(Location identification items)
———
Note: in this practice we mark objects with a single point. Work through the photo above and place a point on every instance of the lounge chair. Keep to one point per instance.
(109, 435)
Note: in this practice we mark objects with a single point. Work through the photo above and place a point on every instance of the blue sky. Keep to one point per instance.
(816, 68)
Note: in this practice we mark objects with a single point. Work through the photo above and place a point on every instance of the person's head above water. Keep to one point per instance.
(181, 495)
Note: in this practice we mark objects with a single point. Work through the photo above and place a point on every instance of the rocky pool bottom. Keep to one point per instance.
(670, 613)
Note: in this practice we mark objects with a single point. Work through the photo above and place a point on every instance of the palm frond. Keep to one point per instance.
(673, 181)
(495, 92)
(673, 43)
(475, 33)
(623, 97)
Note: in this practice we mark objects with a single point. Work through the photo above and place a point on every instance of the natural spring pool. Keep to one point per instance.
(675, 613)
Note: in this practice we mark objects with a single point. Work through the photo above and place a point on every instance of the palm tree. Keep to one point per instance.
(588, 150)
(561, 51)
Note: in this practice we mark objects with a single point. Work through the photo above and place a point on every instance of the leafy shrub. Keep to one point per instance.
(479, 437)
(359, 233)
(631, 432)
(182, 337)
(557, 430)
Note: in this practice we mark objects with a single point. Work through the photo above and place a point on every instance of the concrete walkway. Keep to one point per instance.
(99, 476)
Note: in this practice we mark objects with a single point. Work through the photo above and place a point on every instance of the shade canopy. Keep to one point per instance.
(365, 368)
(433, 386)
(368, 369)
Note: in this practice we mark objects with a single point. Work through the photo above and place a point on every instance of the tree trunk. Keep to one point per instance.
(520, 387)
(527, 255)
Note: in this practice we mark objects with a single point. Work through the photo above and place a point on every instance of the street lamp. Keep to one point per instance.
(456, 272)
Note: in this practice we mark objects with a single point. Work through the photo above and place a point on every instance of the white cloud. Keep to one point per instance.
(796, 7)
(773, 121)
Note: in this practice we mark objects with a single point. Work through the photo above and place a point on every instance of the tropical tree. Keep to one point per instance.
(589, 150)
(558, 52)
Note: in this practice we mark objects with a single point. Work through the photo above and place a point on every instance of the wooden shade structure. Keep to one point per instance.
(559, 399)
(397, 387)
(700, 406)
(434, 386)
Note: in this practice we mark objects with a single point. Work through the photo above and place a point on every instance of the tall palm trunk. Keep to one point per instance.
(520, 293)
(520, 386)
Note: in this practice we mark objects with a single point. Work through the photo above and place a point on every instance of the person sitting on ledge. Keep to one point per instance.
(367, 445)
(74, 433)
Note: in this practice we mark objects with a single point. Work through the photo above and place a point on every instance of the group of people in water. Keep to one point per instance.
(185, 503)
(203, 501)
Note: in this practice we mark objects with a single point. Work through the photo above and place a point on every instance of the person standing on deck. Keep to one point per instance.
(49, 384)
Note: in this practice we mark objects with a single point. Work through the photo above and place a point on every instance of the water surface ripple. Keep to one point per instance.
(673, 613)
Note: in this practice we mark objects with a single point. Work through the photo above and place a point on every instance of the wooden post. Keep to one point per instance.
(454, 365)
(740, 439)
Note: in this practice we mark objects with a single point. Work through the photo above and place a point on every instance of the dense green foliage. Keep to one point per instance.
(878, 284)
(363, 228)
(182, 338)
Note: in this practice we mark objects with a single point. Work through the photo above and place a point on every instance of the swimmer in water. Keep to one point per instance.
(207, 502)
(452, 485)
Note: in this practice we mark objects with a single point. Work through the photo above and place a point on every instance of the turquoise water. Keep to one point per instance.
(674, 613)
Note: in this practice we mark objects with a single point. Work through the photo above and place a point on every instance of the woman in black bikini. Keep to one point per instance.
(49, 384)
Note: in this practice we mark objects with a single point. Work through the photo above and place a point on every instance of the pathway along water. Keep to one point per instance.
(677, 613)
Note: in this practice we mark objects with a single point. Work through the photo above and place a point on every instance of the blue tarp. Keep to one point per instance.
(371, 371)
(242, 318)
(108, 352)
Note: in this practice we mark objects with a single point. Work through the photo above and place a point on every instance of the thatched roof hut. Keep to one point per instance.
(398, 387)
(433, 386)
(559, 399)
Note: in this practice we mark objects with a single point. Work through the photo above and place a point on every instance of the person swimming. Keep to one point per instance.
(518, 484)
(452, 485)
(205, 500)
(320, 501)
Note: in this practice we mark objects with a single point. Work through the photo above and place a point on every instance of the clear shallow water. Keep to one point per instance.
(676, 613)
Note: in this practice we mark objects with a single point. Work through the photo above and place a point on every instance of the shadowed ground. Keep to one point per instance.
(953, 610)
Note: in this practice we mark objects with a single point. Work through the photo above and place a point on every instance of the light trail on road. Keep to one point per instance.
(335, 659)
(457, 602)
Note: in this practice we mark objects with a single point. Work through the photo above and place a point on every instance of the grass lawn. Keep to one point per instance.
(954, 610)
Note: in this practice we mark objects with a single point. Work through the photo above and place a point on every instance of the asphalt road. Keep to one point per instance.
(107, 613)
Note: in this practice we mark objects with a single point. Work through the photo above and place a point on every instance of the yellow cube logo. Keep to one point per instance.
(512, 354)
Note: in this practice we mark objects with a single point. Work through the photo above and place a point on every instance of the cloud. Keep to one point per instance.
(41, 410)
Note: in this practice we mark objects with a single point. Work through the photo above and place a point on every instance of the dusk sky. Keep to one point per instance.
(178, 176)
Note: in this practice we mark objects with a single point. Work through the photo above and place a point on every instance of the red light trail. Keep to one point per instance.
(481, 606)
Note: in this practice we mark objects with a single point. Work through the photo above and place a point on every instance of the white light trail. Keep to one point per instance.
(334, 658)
———
[What to produce] Each entry above is to be set down again in exactly the same words.

[Answer for the task]
Note: in this practice we mark objects with a single point. Work through the photo above and place a point on every instance of the lounge chair. Keep to one point per instance.
(109, 435)
Note: in this practice we mark objects with a single point. Work through the photo above and place a point on every instance of the blue sky. Keep to one point per instance.
(816, 68)
Note: in this practice we mark objects with a single point. Work through the photo above and place a point on every instance of the person's head above water. Keep to one point per instance.
(181, 495)
Note: in this practice we mark objects with a single point. Work through the photo above and place a point on every instance of the rocky pool bottom. Keep to one point per instance.
(670, 613)
Note: in this practice we mark objects with a single point. Work through the photo above and place a point on every instance of the palm frond. Keep to one point per instance.
(673, 181)
(495, 92)
(673, 43)
(475, 33)
(623, 97)
Note: in this practice we mark objects with a single point. Work through the photo above and place a point on every instance of the natural spring pool. Keep to one point per instance.
(675, 613)
Note: in this practice we mark objects with a single point. Work through the photo above and place a point on every instance of the palm tree. Keep to one point per instance.
(588, 150)
(561, 51)
Note: in this practice we mark objects with a single point. Work through the photo above and place a point on every instance of the leafy shrub. Keep to one point per instance.
(479, 437)
(359, 233)
(631, 432)
(182, 337)
(557, 430)
Note: in this practice we mark objects with a single point. Work through the photo above and place a point on every instance of the concrete walkway. Keep to one point per instance.
(99, 476)
Note: in this practice we mark objects with a single point. Work through the photo above and place a point on every instance of the shade canopy. Keep to one point per instance.
(365, 368)
(433, 386)
(368, 369)
Note: in this practice we mark objects with a single point. Work through the photo above and place a point on every instance of the tree trunk. Keep to one point per instance.
(520, 387)
(527, 255)
Note: in this practice we mark objects with a single point. Work through the photo above and place a point on every instance of the street lamp. Keep to one point per instance.
(456, 272)
Note: in this practice we mark objects with a single point. Work through the photo above and place a point on every instance of the white cloud. Keep to one point per instance.
(796, 7)
(773, 121)
Note: in this practice we mark objects with a single point. Work through the photo above and place a point on every instance of the tropical tree. Keep to one point per instance.
(589, 150)
(558, 52)
Note: in this practice we mark objects with a single point. Work through the photo above and place a point on every instance of the wooden shade structure. Keep to one point per instance.
(559, 399)
(397, 387)
(700, 406)
(434, 386)
Note: in this practice we mark objects with a single point. Work through the photo above and place a point on every instance of the tall palm trunk. Keep to one point per instance.
(520, 293)
(520, 386)
Note: in this practice we mark objects with a single point. Work through the photo above and place a point on every instance of the person sitting on ledge. Keep to one point per instance.
(367, 445)
(74, 433)
Note: in this practice we mark objects with a single point. Work through the photo above and place a point on every instance of the group of people in water. Keep to one point per instance.
(185, 503)
(203, 501)
Note: in this practice we mark objects with a single point. Work through the photo above and place a point on every instance of the person standing on deck. Keep to one point per instance.
(49, 384)
Note: in this practice we mark objects with a single point. Work through the photo above and place a point on every instance of the water surface ripple. Keep to one point per instance.
(673, 613)
Note: in this practice we mark objects with a single point. Work through the photo above and place a point on every instance of the wooden post. Keep to one point per instance.
(454, 365)
(740, 439)
Note: in this practice we mark objects with a single point. Work through the photo above and place a point on every instance of the dense green foliage. Keep to one point per instance.
(878, 284)
(363, 228)
(182, 338)
Note: in this practice we mark objects with a single point. Work through the photo above and place a point on every instance of the swimmer in water. Keep to one point per instance.
(207, 502)
(452, 485)
Note: in this practice we mark objects with a single point. Work through the photo above and place a point on every instance of the turquoise water. Keep to one point per instance.
(674, 613)
Note: in this practice we mark objects with a single point. Work through the photo above and place a point on every instance of the woman in black bikini. Keep to one point per instance.
(49, 384)
Note: in this practice we mark objects with a single point. Work through the photo above and place a point on every instance of the pathway along water. Keep to one point per instance.
(677, 613)
Note: in this practice we mark objects with a single point. Work through the photo above and place a point on every instance of the blue tarp. Keep to one point per instance.
(371, 371)
(242, 318)
(108, 352)
Note: in this practice we mark objects with a single point. Work through the photo above and place a point on every instance of the thatched roof hut. Keep to one point per instance.
(398, 387)
(433, 386)
(559, 399)
Note: in this practice we mark objects with a single point. Work through the photo above and place a point on every instance of the person swimming. Keep to one point per instance.
(518, 484)
(452, 485)
(205, 500)
(320, 501)
Note: in this practice we mark objects with a single point. Work through the photo above and place a point on every instance of the clear shallow water. Keep to one point per instance.
(676, 613)
Note: in this practice we mark objects with a single point. Work through the photo above and place a point on every instance of the shadowed ground. Keep to one point per instance.
(953, 610)
Note: in this practice we mark objects with a single point. Work through the photo above and place a point on every instance of the light trail on road. Keep to one point per instance.
(335, 659)
(457, 602)
Note: in this practice we mark objects with a single point. Work through the photo above and place a point on every instance of the grass lawn. Keep to one point per instance.
(954, 610)
Note: in this practice we mark objects with a single point. Work through the photo above and place a point on every instance of the asphalt road. Keep to one point per instance.
(107, 613)
Note: in this practice we mark objects with a single point. Work through the photo above and place a point on every instance of the yellow cube logo. Keep to one point per instance.
(512, 354)
Note: in this practice we mark objects with a single point. Work through the photo above and place a point on every instance of the cloud. Keep to one point per instance.
(41, 410)
Note: in this practice we mark objects with a single point. Work through the photo above and place a point on every instance of the dusk sky. Keep to one point per instance.
(178, 176)
Note: in this practice we mark objects with a single point. Work through the photo above and place a point on every instance of the red light trail. Keep to one point per instance.
(481, 606)
Note: in this practice we mark objects with a single point. Work through the photo above and place a point on every instance of the white light trail. Keep to one point per instance.
(334, 658)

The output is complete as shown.